> [PAGE EXTRACT]
****
Abstract:
A digital demodulator utilizes voltage to frequency converters, digital counters and a computer to combine demodulation and analog to digital conversion into one step, therefore providing for in-phase and quadrature demodulation of amplitude modulated double sideband suppressed carrier signals. Accleration sinusoidal signals and phase reference pulses are input to a voltage to frequency converter and counter board which interfaces to a computer where the signals are demodulated using a digital demodulation scheme.

Description:
BACKGROUND OF THE INVENTION 
     1. Field of the Invention 
     The present invention is related to amplitude modulated carrier signals and more specifically to the demodulation of these signals. 
     2. Description of the Prior Art 
     The well-known process of using amplitude modulation to recover a baseband signal is the usual method utilized to recover modulated information such as gyroscopic output information. The demodulation of sensor signals can be extended to include quadrature detection demodulation so as to output the sine and cosine components as referenced to the case coordinate system of the sensor. 
     There are several prior art techniques available for performing in-phase and quadrature demodulation of an amplitude modulated double sideband suppressed carrier signal. The requirement exists, however, for an apparatus that not only addresses the need to demodulate a sinusoidal signal, but also the need to convert this demodulated signal into digital format. All of the prior art techniques, however, require analog circuitry to perform the demodulation process and then separately, the demodulated signal is digitized with an analog to digital converter. 
     Analog circuits are subject to many error sources including temperature sensitivity, noise, and induced error voltages from EMI. These error sources can be addressed in traditional ways, but in applications that have a small scale factor of the output signals, any additional noise presents major problems and such sources must be carefully scrutinized. 
     Temperature compensation can be performed to minimize temperature related errors such as bias drifts but any compensation requires knowledge of the system that is often acquired from empirical testing Such testing is time consuming and therefore expensive. 
     Noise encountered in analog circuits can generally be classified into a few specific categories such as Johnson noise, flicker or 1/f noise, shot (or Schottky) noise or popcorn noise. The error contribution of each type of noise must be studied and weighed to determine a correct method of reduction. This analysis adds cost and time delays to the final product.
****
> [INFORMATION GIVEN]

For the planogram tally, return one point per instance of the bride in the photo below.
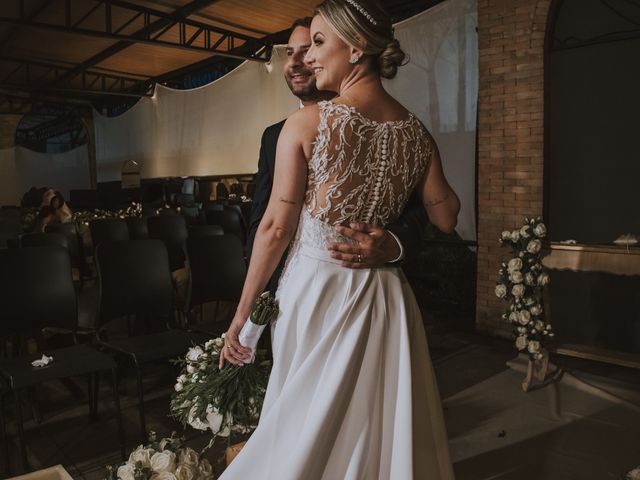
(352, 394)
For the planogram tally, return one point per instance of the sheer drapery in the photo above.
(21, 169)
(216, 129)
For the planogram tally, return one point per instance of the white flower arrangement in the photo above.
(520, 282)
(229, 399)
(166, 459)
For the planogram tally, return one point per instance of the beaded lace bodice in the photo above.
(362, 170)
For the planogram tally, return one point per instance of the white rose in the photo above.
(521, 342)
(186, 472)
(164, 461)
(205, 469)
(188, 456)
(194, 354)
(518, 290)
(141, 455)
(543, 279)
(534, 246)
(524, 317)
(514, 264)
(540, 230)
(164, 476)
(196, 422)
(126, 472)
(516, 276)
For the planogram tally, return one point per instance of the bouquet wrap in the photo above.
(264, 310)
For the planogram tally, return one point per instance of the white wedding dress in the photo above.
(352, 394)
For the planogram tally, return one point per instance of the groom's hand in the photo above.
(372, 246)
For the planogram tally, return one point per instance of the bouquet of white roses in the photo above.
(166, 459)
(521, 281)
(228, 399)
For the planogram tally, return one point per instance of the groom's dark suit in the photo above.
(408, 228)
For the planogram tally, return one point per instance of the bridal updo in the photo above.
(365, 24)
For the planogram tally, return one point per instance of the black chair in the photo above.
(134, 279)
(137, 228)
(172, 230)
(36, 294)
(44, 240)
(218, 271)
(10, 230)
(205, 231)
(108, 230)
(229, 218)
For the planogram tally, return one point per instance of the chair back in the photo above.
(230, 219)
(205, 230)
(10, 229)
(172, 230)
(137, 228)
(108, 230)
(74, 241)
(36, 289)
(218, 269)
(134, 279)
(44, 239)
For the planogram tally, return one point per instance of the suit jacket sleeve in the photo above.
(261, 194)
(411, 225)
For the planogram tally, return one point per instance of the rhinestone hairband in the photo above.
(359, 7)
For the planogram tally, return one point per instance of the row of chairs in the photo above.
(134, 280)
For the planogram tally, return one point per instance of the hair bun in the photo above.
(390, 59)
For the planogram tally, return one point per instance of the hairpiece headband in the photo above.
(359, 7)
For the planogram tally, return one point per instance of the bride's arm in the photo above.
(276, 227)
(439, 199)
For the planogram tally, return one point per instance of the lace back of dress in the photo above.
(362, 170)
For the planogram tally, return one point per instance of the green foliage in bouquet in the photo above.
(227, 399)
(521, 281)
(164, 459)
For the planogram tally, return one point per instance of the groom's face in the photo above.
(299, 76)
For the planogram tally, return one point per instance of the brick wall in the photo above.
(510, 144)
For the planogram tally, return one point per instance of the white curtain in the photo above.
(440, 86)
(21, 169)
(216, 129)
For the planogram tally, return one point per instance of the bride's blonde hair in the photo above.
(365, 24)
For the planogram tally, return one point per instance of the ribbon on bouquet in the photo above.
(265, 309)
(249, 336)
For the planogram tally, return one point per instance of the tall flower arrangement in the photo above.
(520, 282)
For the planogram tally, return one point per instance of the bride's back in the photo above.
(363, 170)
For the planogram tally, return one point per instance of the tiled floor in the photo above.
(496, 431)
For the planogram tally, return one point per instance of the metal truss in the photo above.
(193, 35)
(32, 75)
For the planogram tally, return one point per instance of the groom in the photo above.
(373, 247)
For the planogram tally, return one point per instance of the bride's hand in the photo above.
(232, 351)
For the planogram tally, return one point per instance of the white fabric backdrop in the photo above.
(21, 169)
(216, 129)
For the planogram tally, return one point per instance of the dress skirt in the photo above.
(352, 394)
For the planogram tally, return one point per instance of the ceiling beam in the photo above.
(89, 80)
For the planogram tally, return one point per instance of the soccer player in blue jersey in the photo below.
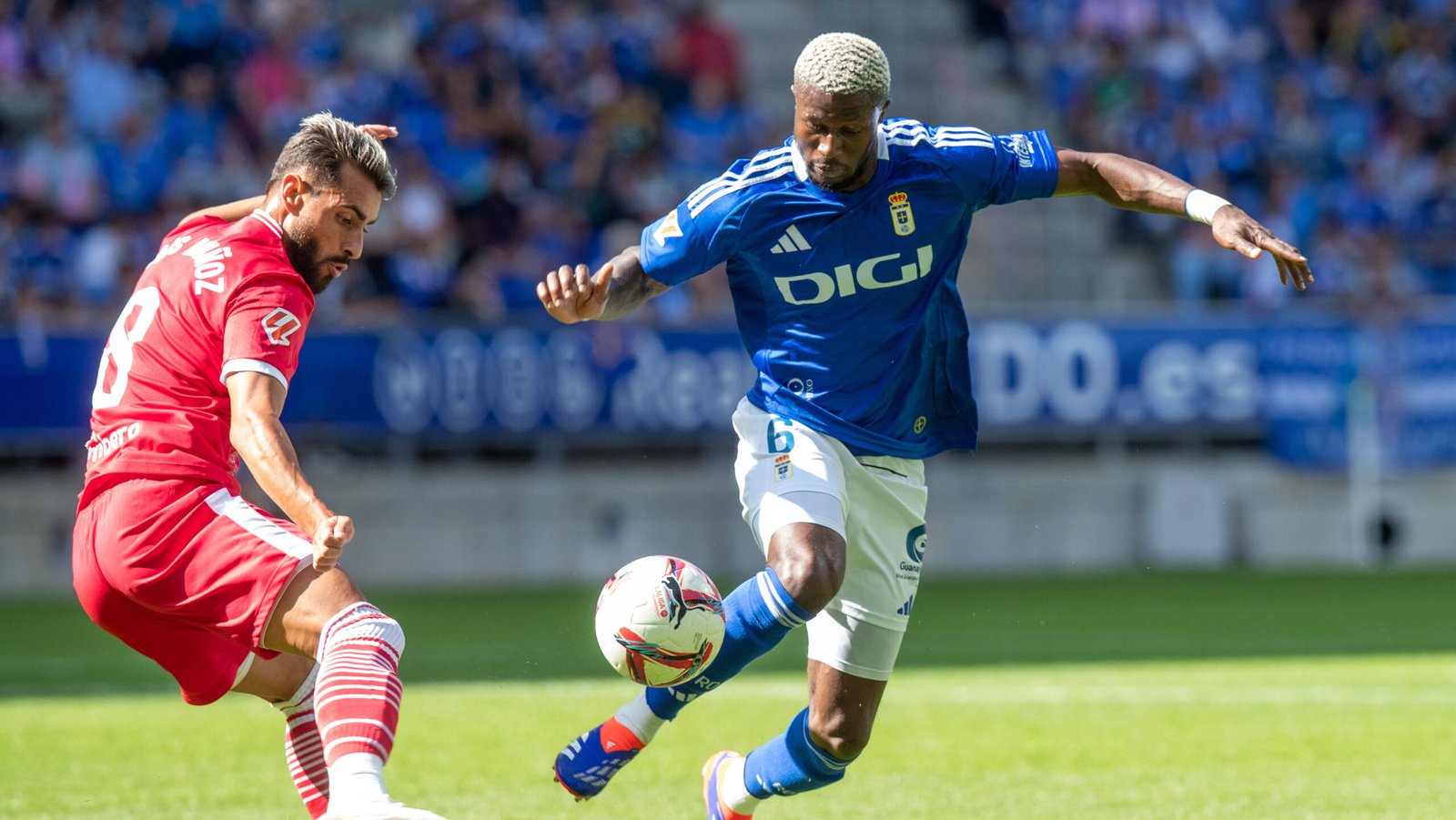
(842, 249)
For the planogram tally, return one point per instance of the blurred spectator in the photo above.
(1332, 121)
(531, 127)
(58, 172)
(528, 127)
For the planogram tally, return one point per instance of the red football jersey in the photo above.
(218, 298)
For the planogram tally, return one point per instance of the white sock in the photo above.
(733, 791)
(638, 717)
(357, 778)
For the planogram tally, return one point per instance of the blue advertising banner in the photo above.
(1033, 378)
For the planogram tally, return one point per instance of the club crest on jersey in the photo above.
(280, 325)
(900, 215)
(669, 229)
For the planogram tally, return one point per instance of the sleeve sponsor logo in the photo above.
(1024, 149)
(669, 229)
(280, 325)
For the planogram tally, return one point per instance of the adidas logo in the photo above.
(791, 242)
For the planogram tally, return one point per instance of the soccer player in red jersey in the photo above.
(167, 555)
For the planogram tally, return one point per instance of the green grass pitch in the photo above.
(1225, 695)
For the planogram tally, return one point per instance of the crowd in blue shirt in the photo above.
(536, 131)
(1332, 121)
(531, 133)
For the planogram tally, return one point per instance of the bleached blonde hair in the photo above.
(844, 63)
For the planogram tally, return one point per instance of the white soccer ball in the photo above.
(660, 621)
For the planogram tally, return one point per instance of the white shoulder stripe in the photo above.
(252, 366)
(912, 133)
(273, 225)
(759, 165)
(783, 169)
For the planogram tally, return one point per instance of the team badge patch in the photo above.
(900, 215)
(280, 325)
(669, 229)
(783, 468)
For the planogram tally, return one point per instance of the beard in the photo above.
(313, 267)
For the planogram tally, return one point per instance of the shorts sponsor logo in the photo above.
(915, 543)
(783, 468)
(915, 551)
(280, 325)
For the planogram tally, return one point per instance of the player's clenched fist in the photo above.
(329, 539)
(572, 295)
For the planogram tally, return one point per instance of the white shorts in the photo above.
(790, 473)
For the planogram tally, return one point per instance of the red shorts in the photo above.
(187, 574)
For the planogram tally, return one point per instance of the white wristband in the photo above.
(1200, 206)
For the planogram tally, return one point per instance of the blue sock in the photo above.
(791, 764)
(756, 616)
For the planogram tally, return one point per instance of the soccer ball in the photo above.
(660, 621)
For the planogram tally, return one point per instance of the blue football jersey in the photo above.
(848, 302)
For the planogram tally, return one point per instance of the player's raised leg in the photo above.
(354, 693)
(288, 682)
(807, 562)
(813, 752)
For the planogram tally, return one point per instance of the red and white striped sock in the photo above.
(357, 698)
(303, 747)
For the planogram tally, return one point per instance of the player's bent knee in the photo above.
(810, 562)
(844, 739)
(361, 623)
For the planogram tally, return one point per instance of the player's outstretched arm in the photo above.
(619, 288)
(1136, 186)
(264, 444)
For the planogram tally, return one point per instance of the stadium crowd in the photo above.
(543, 130)
(531, 131)
(1332, 121)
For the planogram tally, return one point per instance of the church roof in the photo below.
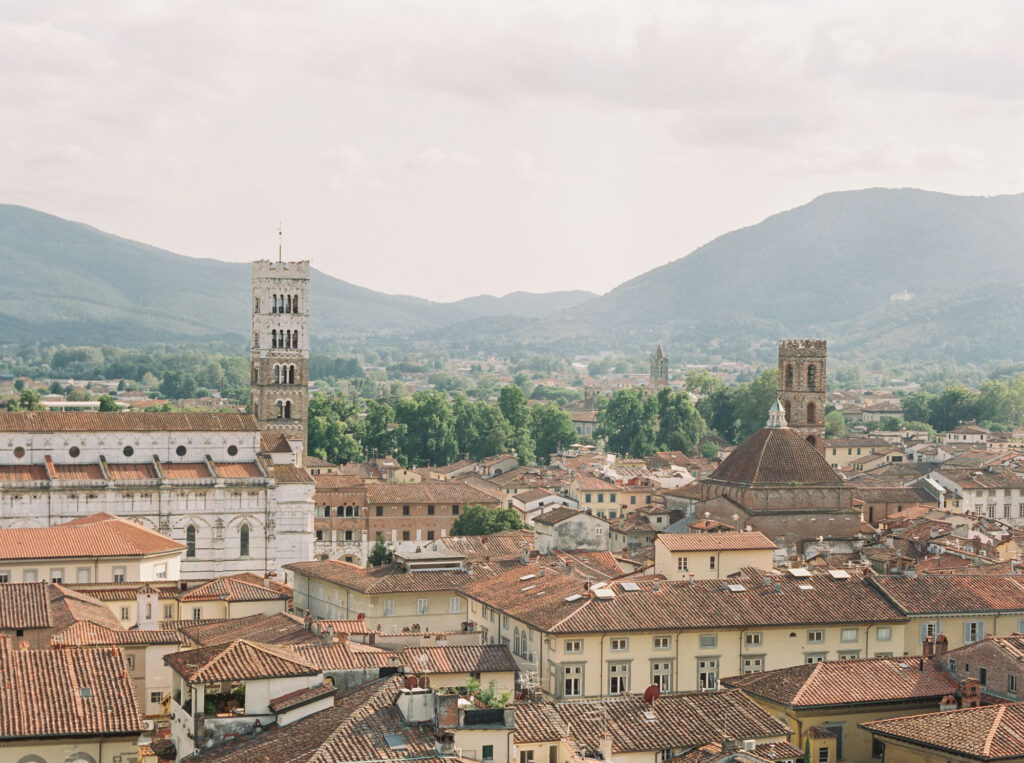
(776, 456)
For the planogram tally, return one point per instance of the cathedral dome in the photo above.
(776, 455)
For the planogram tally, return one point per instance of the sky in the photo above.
(446, 149)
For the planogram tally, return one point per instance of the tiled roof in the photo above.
(716, 542)
(300, 696)
(110, 537)
(229, 589)
(66, 692)
(428, 493)
(238, 661)
(679, 721)
(470, 659)
(24, 605)
(281, 628)
(541, 601)
(952, 593)
(989, 732)
(848, 682)
(51, 421)
(776, 456)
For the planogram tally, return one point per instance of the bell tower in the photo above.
(280, 369)
(802, 387)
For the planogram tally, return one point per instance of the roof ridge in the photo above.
(990, 736)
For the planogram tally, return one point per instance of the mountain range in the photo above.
(888, 273)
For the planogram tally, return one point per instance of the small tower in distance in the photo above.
(658, 369)
(802, 387)
(280, 369)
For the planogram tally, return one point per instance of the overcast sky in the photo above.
(446, 149)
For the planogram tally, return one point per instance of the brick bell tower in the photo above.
(802, 387)
(280, 369)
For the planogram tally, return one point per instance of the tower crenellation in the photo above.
(280, 341)
(802, 387)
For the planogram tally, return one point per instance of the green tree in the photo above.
(836, 424)
(380, 553)
(107, 404)
(552, 430)
(627, 423)
(680, 426)
(482, 520)
(753, 400)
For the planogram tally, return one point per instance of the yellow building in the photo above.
(835, 696)
(608, 638)
(716, 555)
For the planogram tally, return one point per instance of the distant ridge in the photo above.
(68, 282)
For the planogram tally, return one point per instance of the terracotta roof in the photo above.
(776, 456)
(470, 659)
(52, 421)
(238, 661)
(716, 542)
(952, 593)
(110, 537)
(989, 732)
(24, 605)
(299, 697)
(66, 692)
(428, 493)
(680, 721)
(542, 601)
(281, 628)
(849, 682)
(230, 589)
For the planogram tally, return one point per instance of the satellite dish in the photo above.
(651, 693)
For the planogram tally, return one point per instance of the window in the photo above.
(754, 665)
(660, 675)
(974, 631)
(707, 674)
(619, 678)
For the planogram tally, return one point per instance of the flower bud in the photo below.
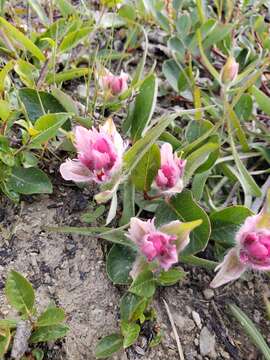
(112, 84)
(169, 178)
(229, 71)
(163, 244)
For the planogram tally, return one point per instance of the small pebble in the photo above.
(197, 319)
(207, 343)
(208, 294)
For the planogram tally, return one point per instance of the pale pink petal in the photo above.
(229, 270)
(166, 153)
(109, 129)
(169, 259)
(138, 229)
(82, 139)
(75, 171)
(250, 225)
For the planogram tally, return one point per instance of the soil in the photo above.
(70, 270)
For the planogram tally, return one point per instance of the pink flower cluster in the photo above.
(99, 155)
(169, 178)
(112, 84)
(252, 250)
(159, 245)
(100, 158)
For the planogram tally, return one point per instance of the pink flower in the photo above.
(99, 155)
(229, 71)
(161, 244)
(112, 84)
(252, 251)
(169, 177)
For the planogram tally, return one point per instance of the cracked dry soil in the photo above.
(70, 270)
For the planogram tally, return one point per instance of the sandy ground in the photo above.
(70, 270)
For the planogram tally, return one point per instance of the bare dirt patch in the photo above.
(70, 270)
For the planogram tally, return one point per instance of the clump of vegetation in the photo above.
(179, 178)
(30, 327)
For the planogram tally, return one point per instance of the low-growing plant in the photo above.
(174, 180)
(31, 327)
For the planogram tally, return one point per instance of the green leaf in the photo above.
(108, 346)
(205, 60)
(219, 32)
(232, 117)
(65, 8)
(49, 333)
(195, 129)
(128, 12)
(30, 181)
(144, 106)
(144, 285)
(38, 354)
(197, 158)
(183, 24)
(72, 39)
(198, 184)
(171, 71)
(5, 338)
(130, 331)
(262, 100)
(47, 125)
(137, 151)
(40, 11)
(119, 264)
(4, 110)
(128, 202)
(132, 307)
(8, 323)
(248, 183)
(51, 316)
(243, 108)
(38, 103)
(27, 72)
(65, 100)
(66, 75)
(251, 330)
(184, 208)
(4, 72)
(226, 222)
(170, 277)
(19, 292)
(146, 170)
(22, 39)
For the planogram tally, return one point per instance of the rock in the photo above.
(207, 343)
(208, 294)
(184, 323)
(197, 319)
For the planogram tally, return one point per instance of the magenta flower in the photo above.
(99, 155)
(252, 250)
(161, 244)
(112, 84)
(169, 178)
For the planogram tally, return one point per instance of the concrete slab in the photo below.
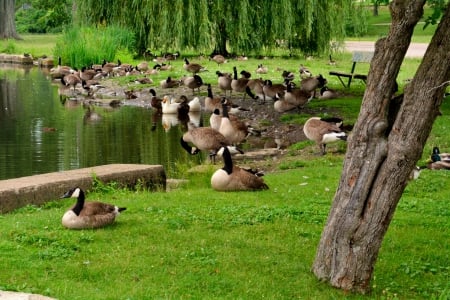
(38, 189)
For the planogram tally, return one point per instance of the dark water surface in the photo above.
(42, 132)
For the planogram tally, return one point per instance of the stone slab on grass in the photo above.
(38, 189)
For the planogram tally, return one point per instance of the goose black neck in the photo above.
(80, 203)
(235, 73)
(225, 110)
(210, 95)
(228, 162)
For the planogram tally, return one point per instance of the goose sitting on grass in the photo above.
(85, 215)
(205, 139)
(439, 161)
(234, 178)
(324, 131)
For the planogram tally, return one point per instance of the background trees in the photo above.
(386, 143)
(7, 24)
(221, 26)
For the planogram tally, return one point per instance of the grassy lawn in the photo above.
(195, 243)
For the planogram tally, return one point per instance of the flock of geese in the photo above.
(226, 131)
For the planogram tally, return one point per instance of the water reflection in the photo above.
(43, 131)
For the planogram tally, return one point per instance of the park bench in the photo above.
(357, 57)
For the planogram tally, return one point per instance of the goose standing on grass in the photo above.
(272, 90)
(234, 178)
(233, 129)
(327, 93)
(192, 67)
(296, 97)
(169, 83)
(219, 59)
(312, 83)
(169, 107)
(261, 69)
(323, 132)
(205, 139)
(239, 85)
(71, 80)
(304, 72)
(224, 82)
(192, 82)
(438, 156)
(85, 215)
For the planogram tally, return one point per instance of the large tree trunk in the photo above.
(385, 145)
(7, 20)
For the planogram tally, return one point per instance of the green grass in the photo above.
(194, 243)
(379, 27)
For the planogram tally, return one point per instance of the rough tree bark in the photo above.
(382, 153)
(7, 20)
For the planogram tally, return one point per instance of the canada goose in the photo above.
(238, 85)
(287, 75)
(85, 215)
(169, 83)
(60, 71)
(312, 83)
(232, 127)
(438, 156)
(245, 74)
(331, 61)
(261, 69)
(192, 82)
(142, 66)
(143, 80)
(296, 97)
(205, 139)
(271, 90)
(234, 178)
(215, 119)
(183, 108)
(71, 80)
(256, 86)
(327, 93)
(438, 165)
(91, 86)
(281, 105)
(86, 74)
(171, 56)
(195, 105)
(304, 72)
(323, 132)
(224, 81)
(108, 67)
(192, 67)
(219, 59)
(168, 107)
(211, 102)
(90, 116)
(155, 102)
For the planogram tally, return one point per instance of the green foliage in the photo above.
(84, 46)
(39, 16)
(240, 26)
(10, 47)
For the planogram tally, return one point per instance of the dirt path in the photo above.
(414, 50)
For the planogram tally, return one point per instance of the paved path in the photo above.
(414, 50)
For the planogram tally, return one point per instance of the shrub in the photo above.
(85, 46)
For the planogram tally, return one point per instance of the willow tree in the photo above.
(218, 25)
(7, 22)
(386, 143)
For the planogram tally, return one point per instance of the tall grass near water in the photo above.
(86, 45)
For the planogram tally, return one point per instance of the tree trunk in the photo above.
(375, 8)
(380, 156)
(7, 20)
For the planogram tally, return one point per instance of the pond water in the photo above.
(41, 131)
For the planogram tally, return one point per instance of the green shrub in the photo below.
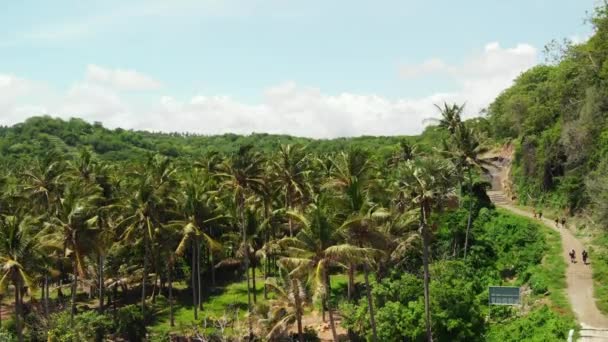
(542, 324)
(7, 336)
(538, 283)
(87, 326)
(130, 323)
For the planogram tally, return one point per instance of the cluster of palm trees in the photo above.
(294, 215)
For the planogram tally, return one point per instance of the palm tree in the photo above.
(74, 229)
(450, 117)
(43, 182)
(467, 153)
(361, 230)
(145, 209)
(19, 257)
(196, 205)
(287, 306)
(313, 251)
(243, 176)
(406, 152)
(350, 177)
(291, 171)
(425, 182)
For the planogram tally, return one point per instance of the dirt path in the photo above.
(578, 276)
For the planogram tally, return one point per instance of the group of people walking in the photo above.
(557, 222)
(539, 215)
(573, 256)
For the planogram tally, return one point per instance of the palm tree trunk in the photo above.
(241, 207)
(425, 263)
(466, 236)
(101, 285)
(170, 276)
(351, 281)
(47, 297)
(212, 265)
(74, 290)
(198, 275)
(145, 274)
(296, 294)
(332, 324)
(255, 299)
(18, 310)
(193, 275)
(370, 305)
(266, 271)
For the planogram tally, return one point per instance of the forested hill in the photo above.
(37, 135)
(557, 117)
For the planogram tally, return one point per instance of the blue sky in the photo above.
(296, 67)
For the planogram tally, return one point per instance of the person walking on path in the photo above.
(572, 256)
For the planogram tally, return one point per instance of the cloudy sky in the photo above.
(313, 68)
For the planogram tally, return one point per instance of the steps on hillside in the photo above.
(498, 197)
(593, 335)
****
> [WHAT IS EXPECTED]
For each statement below, say yes or no as to whether it agrees with the text on the digital demodulator, and quote the words of the text that decide it.
1. The prior art techniques carry out demodulation with analog circuitry and digitize the demodulated signal in a separate step.
2. Temperature compensation can be performed without any knowledge of the system.
3. Popcorn noise is named as one category of noise found in analog circuits.

> [WRITTEN REPLY]
1. Yes: "All of the prior art techniques, however, require analog circuitry to perform the demodulation process and then separately, the demodulated signal is digitized with an analog to digital converter."
2. No: "any compensation requires knowledge of the system"
3. Yes: "Johnson noise, flicker or 1/f noise, shot (or Schottky) noise or popcorn noise"